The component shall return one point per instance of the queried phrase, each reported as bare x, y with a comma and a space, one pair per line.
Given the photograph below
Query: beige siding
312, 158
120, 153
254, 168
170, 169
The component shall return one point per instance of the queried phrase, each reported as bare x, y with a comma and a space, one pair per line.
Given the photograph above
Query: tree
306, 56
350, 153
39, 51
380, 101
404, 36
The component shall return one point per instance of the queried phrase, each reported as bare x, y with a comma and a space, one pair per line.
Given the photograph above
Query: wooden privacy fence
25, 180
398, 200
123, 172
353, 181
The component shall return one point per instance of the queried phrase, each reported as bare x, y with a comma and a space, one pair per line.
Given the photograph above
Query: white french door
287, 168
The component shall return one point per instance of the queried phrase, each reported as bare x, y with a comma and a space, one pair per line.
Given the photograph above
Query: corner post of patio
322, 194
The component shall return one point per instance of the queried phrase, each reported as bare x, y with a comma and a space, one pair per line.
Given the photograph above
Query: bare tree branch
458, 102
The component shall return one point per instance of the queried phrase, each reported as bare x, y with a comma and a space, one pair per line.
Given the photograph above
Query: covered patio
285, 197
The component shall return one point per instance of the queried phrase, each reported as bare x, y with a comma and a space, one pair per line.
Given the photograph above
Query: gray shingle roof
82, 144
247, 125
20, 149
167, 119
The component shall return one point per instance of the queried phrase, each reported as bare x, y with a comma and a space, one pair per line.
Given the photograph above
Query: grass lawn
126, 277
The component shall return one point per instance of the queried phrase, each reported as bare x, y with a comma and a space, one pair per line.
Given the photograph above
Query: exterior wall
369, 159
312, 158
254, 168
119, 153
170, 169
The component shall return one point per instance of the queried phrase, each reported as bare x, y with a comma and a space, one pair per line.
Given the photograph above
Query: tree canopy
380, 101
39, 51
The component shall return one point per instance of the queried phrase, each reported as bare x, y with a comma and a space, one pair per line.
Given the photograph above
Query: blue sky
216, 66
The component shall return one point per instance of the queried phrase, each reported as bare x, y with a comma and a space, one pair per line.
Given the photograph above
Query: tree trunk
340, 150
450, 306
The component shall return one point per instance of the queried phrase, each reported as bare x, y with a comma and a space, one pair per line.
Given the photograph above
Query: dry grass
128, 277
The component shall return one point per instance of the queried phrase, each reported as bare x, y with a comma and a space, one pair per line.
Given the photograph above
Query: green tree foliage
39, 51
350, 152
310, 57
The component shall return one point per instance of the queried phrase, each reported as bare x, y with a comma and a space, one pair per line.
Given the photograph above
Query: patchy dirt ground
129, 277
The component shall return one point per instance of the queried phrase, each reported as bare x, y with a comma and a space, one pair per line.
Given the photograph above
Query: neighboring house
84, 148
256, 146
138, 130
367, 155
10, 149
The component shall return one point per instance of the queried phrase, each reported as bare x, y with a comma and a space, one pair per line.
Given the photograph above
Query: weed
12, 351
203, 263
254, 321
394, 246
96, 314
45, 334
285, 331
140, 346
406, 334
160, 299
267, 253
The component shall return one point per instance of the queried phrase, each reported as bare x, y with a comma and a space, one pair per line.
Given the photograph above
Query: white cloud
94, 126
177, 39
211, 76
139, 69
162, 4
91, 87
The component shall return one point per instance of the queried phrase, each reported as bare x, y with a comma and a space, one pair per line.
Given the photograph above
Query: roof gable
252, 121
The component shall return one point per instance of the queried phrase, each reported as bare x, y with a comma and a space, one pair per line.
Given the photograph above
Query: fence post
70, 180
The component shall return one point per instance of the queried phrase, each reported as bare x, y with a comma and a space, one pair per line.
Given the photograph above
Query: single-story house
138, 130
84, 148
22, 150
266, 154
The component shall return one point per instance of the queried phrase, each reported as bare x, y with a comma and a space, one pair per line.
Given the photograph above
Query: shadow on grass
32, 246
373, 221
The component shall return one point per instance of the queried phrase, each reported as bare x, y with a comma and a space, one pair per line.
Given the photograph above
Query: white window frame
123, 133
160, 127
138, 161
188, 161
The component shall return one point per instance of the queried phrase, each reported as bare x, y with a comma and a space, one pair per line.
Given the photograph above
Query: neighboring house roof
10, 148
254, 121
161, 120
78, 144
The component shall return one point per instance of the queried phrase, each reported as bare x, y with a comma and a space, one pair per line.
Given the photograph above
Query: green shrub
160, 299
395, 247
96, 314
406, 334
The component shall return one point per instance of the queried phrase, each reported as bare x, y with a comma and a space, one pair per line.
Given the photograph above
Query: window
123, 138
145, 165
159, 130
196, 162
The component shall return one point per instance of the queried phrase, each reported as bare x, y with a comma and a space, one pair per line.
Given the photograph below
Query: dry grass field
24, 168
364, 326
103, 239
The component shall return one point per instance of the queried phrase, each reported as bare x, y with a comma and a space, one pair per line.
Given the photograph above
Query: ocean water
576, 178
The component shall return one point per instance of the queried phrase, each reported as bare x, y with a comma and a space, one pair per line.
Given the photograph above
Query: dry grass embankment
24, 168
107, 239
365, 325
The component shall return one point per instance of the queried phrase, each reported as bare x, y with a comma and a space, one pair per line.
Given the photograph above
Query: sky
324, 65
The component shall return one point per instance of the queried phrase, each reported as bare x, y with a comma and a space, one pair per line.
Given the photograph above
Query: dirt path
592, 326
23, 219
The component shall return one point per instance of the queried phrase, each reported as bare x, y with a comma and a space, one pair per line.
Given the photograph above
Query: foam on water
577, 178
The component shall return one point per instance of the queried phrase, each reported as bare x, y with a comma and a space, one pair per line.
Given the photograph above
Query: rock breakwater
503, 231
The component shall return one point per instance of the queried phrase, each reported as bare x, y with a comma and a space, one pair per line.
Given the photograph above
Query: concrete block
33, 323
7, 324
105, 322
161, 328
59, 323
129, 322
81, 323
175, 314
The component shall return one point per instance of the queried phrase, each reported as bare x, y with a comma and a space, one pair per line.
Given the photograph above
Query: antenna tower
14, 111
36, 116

________

◆ Short exercise: List every line of the records that contains the string "fence", keeping each line unchanged. Case counts.

◆ Response to this task:
Query: wooden privacy fence
Query: fence post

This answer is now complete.